# 所给节选

如何使用PHP和AJAX显示数据库中的数据匹配？

Question

我有一个搜索框，我将在其中搜索名称，如果该名称存在于数据库中，则应获取该名称并将其显示在选择框中。我无法做到这一点。

<input type="text" class="form-control searchbox" name="search" id="searchbox">
<div id="re"></div> 

$(document).on("keyup", ".searchbyname", function() {
  var searchname = $(this).val();
  console.log(searchname);

  if (searchname != '') {
    $.ajax({
      type: "POST",
      url: "search.php",
      data: {
        searchname: searchname
      },
      success: function(html) {
        $('#re').html(html);
      }
    });
  }
  return false; 
});

$name = $_POST['searchname'];
$sql_res = $conn->query("select *from tbl where firstName like '".$name."%'");
if ($sql_res->num_rows > 0)

# 布置任务
**A.** 列出下方条目中含有字符串“photo”的每一行，逐字照录。
**B.** 续写上方那篇讨论用PHP和AJAX显示数据库匹配数据的帖子，从其最后一行之后接着写。

# 提取信息
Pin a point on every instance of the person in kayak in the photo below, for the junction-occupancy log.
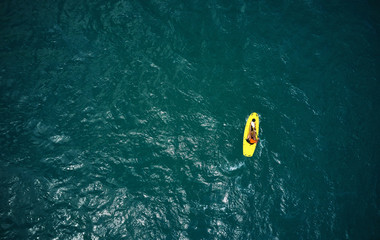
(251, 138)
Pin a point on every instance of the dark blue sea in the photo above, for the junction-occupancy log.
(124, 119)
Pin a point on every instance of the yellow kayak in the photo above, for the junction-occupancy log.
(249, 149)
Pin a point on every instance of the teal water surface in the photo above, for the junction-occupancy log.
(124, 119)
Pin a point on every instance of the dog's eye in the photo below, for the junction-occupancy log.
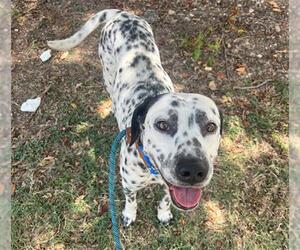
(211, 127)
(162, 125)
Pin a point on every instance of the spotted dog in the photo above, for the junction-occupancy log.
(179, 132)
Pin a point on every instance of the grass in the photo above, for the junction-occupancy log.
(64, 186)
(60, 199)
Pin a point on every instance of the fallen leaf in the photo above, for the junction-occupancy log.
(206, 68)
(225, 99)
(216, 219)
(212, 85)
(275, 6)
(73, 105)
(64, 55)
(241, 70)
(104, 108)
(47, 162)
(220, 75)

# 依次作答
**A.**
Pin a point on every instance of the person in kayak in the photo below, for the junction-occupancy log.
Pin a point on every instance of the dark blue sea in the photo above, for the junction-occupancy log.
Pin a point on every instance of the yellow kayak in the photo above, for the junction-occupancy log.
Pin a point on every instance of the teal water surface in the photo above, for the junction-occupancy log.
Pin a point on every instance of the dog's eye in the photo below, for the junction-occupancy log.
Pin a point on every instance of the spotted dog in the photo above, for the junction-occupancy log.
Pin a point on every instance of the grass in the photo above, for the junction-occupancy log.
Pin a point on every instance of the fallen leaf in the photo above, for the junction-occupancy log.

**B.**
{
  while ($row = $sql_res->fetch_assoc()) {
    $row['name'];//here how to send back name in select box i am not able to do so  
  }
}

Answer 1

您需要使用echo将数据发送回php。在您的php代码中，如下所示：

  if($sql_res->num_rows > 0)
      {
     echo " <select name='na'>";
     echo "<option value=''>Select</option>";
     //if names exists print the value in option
         while($row=$sql_res->fetch_assoc())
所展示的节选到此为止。